▸ Assigned task 1
Please translate this sentence from the account of Carys's illness into Spanish: "This was not normal behaviour for Carys."
▸ Assigned task 2
Carry on with the account of Carys's illness, starting after its last sentence.

Top of Text excerpt

I was convinced that Carys must have some other underlying condition. Her older brother had been born with Hischsprungs Disease; could she have it too? Unlikely, doctors told me. What about her Thyroid? Tests proved it normal. Diabetes? No. Ok, so maybe it’s something else, like a twisted bowel, or a blockage? Xray and ultrasound could find nothing wrong. Finally, a doctor said there was nothing more he could do. That is probably the worst thing he could say to a stressed and weeping mother at the end of her tether, carrying a child who was screaming and writhing in unexplained agony.
There had to be a reason. This was not normal behaviour for Carys. But it seemed only I believed that. A year later, and Carys had missed a lot of school. Her development had not moved forward at all during this time, in fact, she had regressed. She was no longer the happy, loving child she always used to be. It was impossible to take her anywhere, she would scream the whole time. All she wanted to do was rock on her belly on the floor of her bedroom, where she felt most safe and comfortable, I suppose. If anyone out there believes constipation to be only a mild, temporary condition, think again. It's debilitating and all-consuming. Carys’s pain and unhappiness was affecting the whole family. Do you know how it feels to watch your child in agony, and not be able to do anything to help her? And let me just add, I’m no selfless hero; there were times when Carys’s screaming got to me so much, I just wanted to close her bedroom door or leave the house, so I didn’t have to listen.

Bottom of Text excerpt
Top of Study material

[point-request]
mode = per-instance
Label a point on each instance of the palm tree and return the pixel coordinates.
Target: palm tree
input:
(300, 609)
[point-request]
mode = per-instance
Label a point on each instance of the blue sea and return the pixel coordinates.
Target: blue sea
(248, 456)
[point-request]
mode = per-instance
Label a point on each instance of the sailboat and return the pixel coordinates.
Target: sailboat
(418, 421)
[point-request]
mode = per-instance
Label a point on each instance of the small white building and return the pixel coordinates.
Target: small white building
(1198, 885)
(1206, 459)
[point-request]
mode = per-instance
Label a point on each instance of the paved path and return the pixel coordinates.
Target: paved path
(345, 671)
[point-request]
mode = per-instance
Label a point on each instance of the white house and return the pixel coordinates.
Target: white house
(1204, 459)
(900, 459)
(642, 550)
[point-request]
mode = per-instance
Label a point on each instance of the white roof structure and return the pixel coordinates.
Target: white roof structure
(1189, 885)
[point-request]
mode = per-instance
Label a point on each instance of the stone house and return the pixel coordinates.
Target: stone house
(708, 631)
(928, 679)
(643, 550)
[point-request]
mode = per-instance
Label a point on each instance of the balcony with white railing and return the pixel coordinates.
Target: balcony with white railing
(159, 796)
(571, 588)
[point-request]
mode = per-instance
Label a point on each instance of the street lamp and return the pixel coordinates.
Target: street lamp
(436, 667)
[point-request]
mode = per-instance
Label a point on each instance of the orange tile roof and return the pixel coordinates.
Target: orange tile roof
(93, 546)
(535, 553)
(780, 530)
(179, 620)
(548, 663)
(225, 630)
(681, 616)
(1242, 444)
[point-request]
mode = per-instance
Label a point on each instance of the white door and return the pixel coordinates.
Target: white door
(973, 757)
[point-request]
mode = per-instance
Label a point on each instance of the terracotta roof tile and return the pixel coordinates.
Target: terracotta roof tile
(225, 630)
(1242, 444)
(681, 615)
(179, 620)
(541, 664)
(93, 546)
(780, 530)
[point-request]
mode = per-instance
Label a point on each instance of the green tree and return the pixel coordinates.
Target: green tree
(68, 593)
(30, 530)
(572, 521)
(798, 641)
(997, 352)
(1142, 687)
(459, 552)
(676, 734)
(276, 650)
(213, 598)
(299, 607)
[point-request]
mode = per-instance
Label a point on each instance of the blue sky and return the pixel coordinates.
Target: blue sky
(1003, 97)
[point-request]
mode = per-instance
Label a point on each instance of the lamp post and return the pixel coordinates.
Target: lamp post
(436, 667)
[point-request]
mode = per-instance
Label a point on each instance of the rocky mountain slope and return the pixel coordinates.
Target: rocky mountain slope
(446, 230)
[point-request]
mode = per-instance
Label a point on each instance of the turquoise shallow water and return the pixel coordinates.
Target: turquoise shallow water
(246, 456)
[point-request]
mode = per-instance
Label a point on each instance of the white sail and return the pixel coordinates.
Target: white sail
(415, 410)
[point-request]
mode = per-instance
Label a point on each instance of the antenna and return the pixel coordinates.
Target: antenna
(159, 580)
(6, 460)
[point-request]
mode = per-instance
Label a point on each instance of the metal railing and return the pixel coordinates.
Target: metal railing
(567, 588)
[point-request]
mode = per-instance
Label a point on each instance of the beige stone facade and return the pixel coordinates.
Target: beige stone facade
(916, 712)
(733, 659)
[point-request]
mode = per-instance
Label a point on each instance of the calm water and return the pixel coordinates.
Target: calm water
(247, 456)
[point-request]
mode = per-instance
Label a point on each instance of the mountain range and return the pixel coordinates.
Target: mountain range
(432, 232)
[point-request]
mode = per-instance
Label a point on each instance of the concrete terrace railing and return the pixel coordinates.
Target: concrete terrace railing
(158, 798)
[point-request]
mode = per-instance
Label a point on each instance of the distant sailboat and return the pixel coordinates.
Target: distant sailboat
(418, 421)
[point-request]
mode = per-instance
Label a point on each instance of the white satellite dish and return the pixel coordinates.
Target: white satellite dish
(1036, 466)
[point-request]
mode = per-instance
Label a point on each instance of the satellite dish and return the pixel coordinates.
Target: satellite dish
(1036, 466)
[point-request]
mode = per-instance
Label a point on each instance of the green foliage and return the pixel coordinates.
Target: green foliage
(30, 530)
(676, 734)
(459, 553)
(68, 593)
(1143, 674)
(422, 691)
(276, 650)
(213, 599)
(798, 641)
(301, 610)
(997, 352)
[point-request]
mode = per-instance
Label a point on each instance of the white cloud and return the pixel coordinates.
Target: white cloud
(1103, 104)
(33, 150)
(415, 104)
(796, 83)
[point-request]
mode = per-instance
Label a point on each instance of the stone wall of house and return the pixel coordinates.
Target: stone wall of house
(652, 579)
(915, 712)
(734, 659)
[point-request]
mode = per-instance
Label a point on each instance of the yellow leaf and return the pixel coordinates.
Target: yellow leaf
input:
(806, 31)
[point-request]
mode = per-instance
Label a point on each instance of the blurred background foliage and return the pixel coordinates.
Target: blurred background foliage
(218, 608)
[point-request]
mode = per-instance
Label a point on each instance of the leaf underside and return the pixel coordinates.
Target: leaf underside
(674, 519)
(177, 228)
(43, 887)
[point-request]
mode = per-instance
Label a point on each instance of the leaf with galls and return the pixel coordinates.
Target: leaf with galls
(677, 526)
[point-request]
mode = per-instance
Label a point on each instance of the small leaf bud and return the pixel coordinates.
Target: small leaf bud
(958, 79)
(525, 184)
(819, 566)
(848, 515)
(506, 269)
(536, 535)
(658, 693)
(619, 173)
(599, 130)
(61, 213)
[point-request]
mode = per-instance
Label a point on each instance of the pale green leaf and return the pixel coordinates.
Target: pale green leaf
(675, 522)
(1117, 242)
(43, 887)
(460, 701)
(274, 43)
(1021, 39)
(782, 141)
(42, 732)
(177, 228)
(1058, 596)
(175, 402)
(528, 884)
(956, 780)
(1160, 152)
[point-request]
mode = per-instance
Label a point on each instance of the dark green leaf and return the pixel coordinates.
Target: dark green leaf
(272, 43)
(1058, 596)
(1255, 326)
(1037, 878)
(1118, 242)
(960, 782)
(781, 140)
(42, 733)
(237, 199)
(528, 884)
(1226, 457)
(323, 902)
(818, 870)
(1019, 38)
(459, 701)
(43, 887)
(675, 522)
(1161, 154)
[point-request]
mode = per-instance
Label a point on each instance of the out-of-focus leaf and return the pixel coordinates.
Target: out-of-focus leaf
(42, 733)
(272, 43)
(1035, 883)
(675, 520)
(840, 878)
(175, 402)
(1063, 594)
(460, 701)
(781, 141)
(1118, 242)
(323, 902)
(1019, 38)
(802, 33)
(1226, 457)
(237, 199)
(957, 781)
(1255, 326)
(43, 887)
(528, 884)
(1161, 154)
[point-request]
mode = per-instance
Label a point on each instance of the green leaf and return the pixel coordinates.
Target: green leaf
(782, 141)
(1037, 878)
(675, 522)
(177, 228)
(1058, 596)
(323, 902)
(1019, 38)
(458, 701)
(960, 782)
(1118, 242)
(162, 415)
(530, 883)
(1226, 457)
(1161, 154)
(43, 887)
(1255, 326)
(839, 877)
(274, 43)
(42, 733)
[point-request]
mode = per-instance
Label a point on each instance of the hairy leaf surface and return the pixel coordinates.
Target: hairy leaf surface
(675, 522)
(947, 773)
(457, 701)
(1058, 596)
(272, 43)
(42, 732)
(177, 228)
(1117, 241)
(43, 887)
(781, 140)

Bottom of Study material

▸ Expected answer 1
Este no era un comportamiento normal para Carys.

▸ Expected answer 2
It was down to me, but what did I know? I was expert in nothing. So I turned to Google and began my research and found that adding more fibre to a weakened, traumatised gut was like feeding more cars into a traffic jam: it was going to get slower and finally come to a stop. It was only going to get worse.
I changed her diet, cut out grains and starches, increased green veg, and reduced the amount of thickeners in Carys's fluids. Basically, she was following a low-carb diet, much like the popular keto diet, although I didn't know that then. I waited to see what would happen.
And gradually, she started to improve.
On July 21st this summer, Carys had her first day completely free from thickeners.
SINCE THEN, CARYS HAS NOT BEEN CONSTIPATED ONCE!
We have decreased her Movicol to three sachets daily. She has not had a single enema since July. And she is having a bowel movement every day. Oh, and she has never choked on her fluids, or inhaled any, either.
Before Carys went back to school, I went to see her doctor and explained my theory, prepared for a battle. “Ok,” he said, looking at the report from the swallow test. "I don’t know why she was put on thickeners anyway; there’s no evidence of aspiration in the report. I’ll write a letter to her school.”
It’s not coincidence. I believe thickeners in large quantities are not safe. If your child is suffering from constipation, but doesn’t take thickeners, look again at her diet.
Corn flour/ maize starch is added to lots of foods that you wouldn’t think needed it. It’s usually GM modified, too. Be wary of ‘hungry baby’ milk formulas, check their ingredients carefully.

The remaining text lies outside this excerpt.